### [WHAT YOU SHOULD DO]
Nothing but the lines from the one with "locate the potted plant in the photo above." to the final line should be returned, each exactly as it appears.
:: RECORDS PROVIDED ::
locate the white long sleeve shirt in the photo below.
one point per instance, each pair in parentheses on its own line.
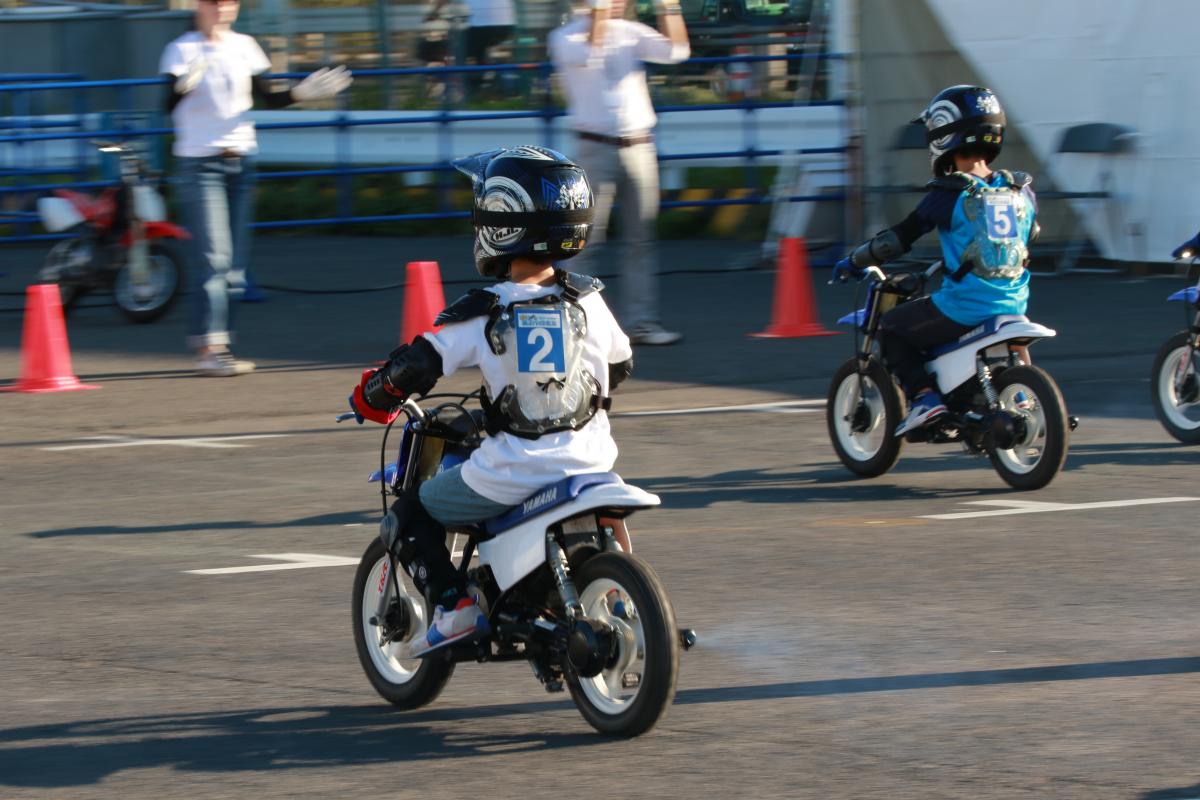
(213,116)
(505,468)
(605,84)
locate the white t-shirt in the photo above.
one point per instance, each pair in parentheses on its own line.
(505,468)
(213,116)
(605,85)
(485,13)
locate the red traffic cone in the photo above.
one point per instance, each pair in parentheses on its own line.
(45,353)
(424,300)
(795,312)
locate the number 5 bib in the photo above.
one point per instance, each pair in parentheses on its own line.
(1001,218)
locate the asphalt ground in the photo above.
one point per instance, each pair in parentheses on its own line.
(850,645)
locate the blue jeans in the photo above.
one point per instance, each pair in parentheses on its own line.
(217,199)
(449,500)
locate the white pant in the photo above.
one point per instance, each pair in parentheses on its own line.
(630,176)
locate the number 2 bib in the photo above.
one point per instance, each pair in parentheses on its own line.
(540,344)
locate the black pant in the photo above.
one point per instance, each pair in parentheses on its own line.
(910,331)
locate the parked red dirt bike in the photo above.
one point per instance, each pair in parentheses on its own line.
(121,241)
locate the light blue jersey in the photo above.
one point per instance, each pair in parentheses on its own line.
(989,230)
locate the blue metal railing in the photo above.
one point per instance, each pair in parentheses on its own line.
(39,131)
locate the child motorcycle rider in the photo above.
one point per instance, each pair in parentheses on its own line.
(985,220)
(550,350)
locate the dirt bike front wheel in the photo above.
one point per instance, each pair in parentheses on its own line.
(151,298)
(382,641)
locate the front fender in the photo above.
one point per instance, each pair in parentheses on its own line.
(165,230)
(1186,295)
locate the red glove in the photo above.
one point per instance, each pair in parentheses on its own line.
(366,411)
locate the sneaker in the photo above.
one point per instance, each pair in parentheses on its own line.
(653,334)
(221,364)
(925,408)
(467,620)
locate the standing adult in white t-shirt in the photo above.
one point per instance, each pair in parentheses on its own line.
(600,56)
(215,76)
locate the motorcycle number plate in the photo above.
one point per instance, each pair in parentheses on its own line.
(540,341)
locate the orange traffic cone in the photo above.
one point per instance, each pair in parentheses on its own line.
(45,353)
(424,300)
(795,312)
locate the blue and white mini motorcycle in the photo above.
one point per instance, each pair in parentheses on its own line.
(556,577)
(1174,385)
(999,403)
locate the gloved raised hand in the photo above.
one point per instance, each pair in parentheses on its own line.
(323,83)
(1192,247)
(846,269)
(364,410)
(191,79)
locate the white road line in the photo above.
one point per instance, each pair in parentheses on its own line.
(1032,506)
(294,561)
(99,443)
(779,407)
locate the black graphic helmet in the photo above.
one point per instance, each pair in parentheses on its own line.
(528,200)
(959,118)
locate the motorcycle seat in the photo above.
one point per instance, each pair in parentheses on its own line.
(983,330)
(547,498)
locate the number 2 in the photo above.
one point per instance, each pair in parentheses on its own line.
(538,364)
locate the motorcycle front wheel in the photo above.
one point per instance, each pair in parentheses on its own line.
(862,415)
(1175,389)
(405,683)
(637,683)
(1041,450)
(154,298)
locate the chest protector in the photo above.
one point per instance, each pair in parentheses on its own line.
(540,344)
(1000,221)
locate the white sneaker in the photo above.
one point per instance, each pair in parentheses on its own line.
(221,364)
(653,334)
(465,620)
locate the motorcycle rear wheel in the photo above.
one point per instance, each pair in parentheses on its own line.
(1176,402)
(166,263)
(405,683)
(1032,462)
(865,446)
(637,685)
(63,254)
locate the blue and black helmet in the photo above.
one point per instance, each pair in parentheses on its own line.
(960,118)
(528,202)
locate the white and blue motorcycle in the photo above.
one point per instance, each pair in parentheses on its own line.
(1174,385)
(999,403)
(556,577)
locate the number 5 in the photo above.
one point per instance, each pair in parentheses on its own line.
(1002,220)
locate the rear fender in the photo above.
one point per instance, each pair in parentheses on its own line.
(959,366)
(519,551)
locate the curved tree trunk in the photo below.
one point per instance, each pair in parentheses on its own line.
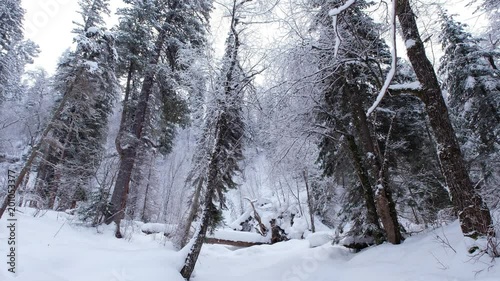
(386,208)
(474,215)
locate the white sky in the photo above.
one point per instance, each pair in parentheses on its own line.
(49,23)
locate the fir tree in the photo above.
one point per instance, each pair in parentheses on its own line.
(350,77)
(86,78)
(222,140)
(472,81)
(171,28)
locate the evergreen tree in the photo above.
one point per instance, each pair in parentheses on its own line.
(473,83)
(170,28)
(222,141)
(86,78)
(351,76)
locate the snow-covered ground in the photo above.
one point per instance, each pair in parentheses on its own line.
(53,248)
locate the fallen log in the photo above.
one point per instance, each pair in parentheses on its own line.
(211,240)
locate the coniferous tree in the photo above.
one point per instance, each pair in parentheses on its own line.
(351,76)
(174,26)
(474,215)
(86,78)
(15,52)
(222,141)
(473,84)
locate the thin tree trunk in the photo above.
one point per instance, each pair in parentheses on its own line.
(36,148)
(208,206)
(309,201)
(371,215)
(128,150)
(193,210)
(474,215)
(386,207)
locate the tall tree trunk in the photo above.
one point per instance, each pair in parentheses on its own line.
(36,149)
(386,207)
(195,206)
(208,205)
(127,147)
(309,201)
(474,215)
(371,209)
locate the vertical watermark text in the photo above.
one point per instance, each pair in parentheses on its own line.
(11,223)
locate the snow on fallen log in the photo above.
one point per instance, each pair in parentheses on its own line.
(239,236)
(152,228)
(319,238)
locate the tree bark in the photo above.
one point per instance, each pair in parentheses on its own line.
(474,215)
(38,146)
(128,150)
(309,201)
(208,206)
(385,205)
(195,206)
(371,209)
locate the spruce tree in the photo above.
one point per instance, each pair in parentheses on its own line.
(474,215)
(86,78)
(170,28)
(222,141)
(472,81)
(350,78)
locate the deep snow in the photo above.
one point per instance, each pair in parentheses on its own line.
(54,248)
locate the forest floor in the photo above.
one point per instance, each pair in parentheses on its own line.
(52,247)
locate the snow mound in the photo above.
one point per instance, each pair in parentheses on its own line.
(319,238)
(241,236)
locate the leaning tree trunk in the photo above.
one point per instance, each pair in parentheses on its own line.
(371,210)
(193,210)
(208,206)
(36,149)
(474,215)
(385,205)
(127,146)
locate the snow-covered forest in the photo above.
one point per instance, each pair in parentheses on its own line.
(253,139)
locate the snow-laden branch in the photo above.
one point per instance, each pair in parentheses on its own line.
(392,71)
(334,13)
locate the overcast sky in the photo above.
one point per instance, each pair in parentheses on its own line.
(49,23)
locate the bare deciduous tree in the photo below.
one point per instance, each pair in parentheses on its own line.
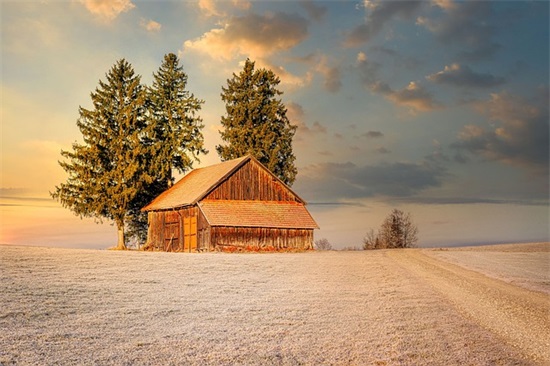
(323,244)
(397,231)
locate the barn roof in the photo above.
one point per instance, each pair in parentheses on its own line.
(198,183)
(271,214)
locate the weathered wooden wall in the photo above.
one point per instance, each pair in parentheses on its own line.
(251,182)
(261,238)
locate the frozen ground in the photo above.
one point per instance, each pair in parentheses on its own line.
(525,265)
(67,306)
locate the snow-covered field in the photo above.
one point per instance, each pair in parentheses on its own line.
(69,306)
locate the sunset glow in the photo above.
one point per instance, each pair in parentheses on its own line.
(438,108)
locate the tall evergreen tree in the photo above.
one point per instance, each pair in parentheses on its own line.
(176,138)
(177,125)
(256,123)
(109,169)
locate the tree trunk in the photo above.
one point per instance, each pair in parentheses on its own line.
(120,244)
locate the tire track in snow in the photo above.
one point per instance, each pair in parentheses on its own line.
(520,317)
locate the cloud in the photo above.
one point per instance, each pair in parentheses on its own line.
(465,23)
(379,14)
(150,25)
(344,181)
(331,74)
(107,10)
(209,8)
(518,133)
(296,115)
(253,35)
(373,134)
(382,150)
(414,95)
(314,11)
(287,79)
(463,76)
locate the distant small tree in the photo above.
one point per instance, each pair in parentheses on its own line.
(323,244)
(256,122)
(397,231)
(371,240)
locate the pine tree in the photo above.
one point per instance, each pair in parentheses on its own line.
(176,139)
(109,169)
(177,125)
(256,123)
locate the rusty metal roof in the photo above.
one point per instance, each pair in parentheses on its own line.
(199,182)
(195,185)
(271,214)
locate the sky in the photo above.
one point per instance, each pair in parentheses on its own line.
(436,108)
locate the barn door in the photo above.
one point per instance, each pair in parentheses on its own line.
(171,232)
(190,233)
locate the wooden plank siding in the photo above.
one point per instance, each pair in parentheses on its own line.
(173,230)
(251,182)
(243,238)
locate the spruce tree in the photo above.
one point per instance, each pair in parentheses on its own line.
(109,169)
(177,125)
(256,123)
(176,138)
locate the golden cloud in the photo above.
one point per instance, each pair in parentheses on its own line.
(107,10)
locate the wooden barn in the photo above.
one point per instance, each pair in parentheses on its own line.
(235,205)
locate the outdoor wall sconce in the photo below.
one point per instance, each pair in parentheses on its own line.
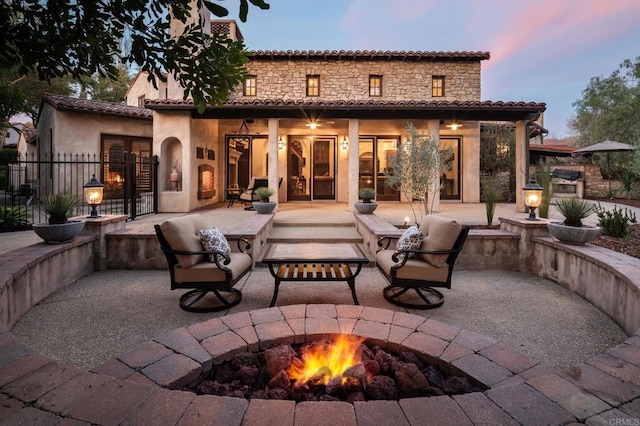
(454,125)
(93,193)
(532,197)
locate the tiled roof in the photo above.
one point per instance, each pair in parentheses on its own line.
(370,55)
(67,103)
(366,104)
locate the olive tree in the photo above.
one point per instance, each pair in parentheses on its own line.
(417,167)
(83,38)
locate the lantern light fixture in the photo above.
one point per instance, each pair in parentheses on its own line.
(93,194)
(344,144)
(454,125)
(532,197)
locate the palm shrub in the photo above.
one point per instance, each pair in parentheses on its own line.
(264,193)
(490,192)
(628,184)
(367,194)
(59,206)
(574,210)
(544,179)
(13,217)
(615,223)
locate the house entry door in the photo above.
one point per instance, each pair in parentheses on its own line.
(450,177)
(311,168)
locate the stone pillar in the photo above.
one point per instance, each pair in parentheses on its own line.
(354,163)
(433,128)
(522,163)
(274,177)
(100,227)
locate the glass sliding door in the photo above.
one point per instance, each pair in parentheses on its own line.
(324,168)
(450,177)
(298,168)
(376,154)
(246,158)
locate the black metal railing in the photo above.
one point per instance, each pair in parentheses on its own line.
(130,184)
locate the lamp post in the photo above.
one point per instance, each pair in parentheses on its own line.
(93,193)
(532,197)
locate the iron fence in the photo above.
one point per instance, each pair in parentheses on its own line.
(130,184)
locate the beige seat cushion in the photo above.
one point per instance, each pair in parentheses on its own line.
(414,269)
(442,234)
(183,234)
(207,271)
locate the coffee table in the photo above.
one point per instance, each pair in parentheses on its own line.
(314,262)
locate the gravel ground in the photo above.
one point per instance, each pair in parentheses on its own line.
(111,312)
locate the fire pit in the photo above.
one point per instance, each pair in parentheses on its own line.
(187,356)
(339,369)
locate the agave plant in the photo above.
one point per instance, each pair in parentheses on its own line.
(59,206)
(264,193)
(574,210)
(367,194)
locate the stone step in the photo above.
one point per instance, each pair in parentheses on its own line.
(313,224)
(266,248)
(301,234)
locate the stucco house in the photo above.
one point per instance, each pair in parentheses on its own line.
(325,122)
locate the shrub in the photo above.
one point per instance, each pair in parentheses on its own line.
(13,217)
(628,185)
(615,223)
(574,210)
(59,206)
(367,194)
(264,193)
(490,191)
(544,179)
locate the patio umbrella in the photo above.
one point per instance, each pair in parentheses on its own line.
(606,147)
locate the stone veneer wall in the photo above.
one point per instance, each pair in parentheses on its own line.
(349,79)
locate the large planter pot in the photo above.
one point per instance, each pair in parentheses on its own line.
(573,234)
(264,208)
(55,234)
(365,208)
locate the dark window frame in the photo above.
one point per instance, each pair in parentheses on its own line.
(250,89)
(313,90)
(437,86)
(373,88)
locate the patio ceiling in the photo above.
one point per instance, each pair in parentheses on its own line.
(366,109)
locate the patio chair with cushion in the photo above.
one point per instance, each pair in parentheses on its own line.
(248,196)
(424,258)
(200,258)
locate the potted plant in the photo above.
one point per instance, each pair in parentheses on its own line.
(264,206)
(59,229)
(366,206)
(572,231)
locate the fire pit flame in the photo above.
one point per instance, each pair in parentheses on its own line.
(323,362)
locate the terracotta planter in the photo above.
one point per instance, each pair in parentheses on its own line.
(365,208)
(573,234)
(264,208)
(54,234)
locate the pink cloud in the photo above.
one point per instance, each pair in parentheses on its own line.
(560,27)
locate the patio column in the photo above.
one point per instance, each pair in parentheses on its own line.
(354,164)
(433,128)
(274,126)
(522,163)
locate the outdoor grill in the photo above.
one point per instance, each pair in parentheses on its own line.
(567,183)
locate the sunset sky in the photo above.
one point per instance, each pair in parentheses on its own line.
(541,50)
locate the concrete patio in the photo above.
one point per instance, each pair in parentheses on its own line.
(107,318)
:::
### [WRITTEN SOLUTION]
locate the potted plant in the photo above.
one point per instance, each pair in parentheses on its own line.
(264,206)
(59,229)
(366,206)
(572,231)
locate the fire pit flame in the photo above.
one point per instance, each pair in parentheses on its own line.
(323,362)
locate the terracotta planter in the photo above.
one point per instance, each pair in parentheses on its own line.
(365,208)
(573,234)
(264,208)
(54,234)
locate the pink cloud in the photo above.
one point per instance, each pair in parentheses on its own line.
(560,27)
locate the patio column in the photo above.
one point per instance, each pair in parentheses on its own line.
(354,164)
(433,128)
(274,126)
(522,163)
locate the outdoor grill in the photo above.
one point per instance, each pair in parentheses on its own line.
(567,183)
locate the sunset sky in the photo above.
one point per instance, each pair in parentheses on its own line.
(541,50)
locate the concrete patio in the photo above.
one point per instance, each pair in parentheses on its own line.
(107,318)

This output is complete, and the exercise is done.